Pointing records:
════════════════════
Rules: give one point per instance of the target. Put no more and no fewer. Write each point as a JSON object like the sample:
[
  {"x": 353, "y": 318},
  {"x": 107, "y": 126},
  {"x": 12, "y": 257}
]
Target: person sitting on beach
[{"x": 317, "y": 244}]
════════════════════
■ What is being asked
Write out the whole listing above again, requests included, adding -74 to every x and y coordinate in the answers only.

■ Exercise output
Rules: give one point per instance of the target. Put no more and no fewer. Write each point as a JSON object like the sample:
[
  {"x": 353, "y": 318},
  {"x": 107, "y": 126},
  {"x": 12, "y": 257}
]
Target: person sitting on beach
[{"x": 243, "y": 170}]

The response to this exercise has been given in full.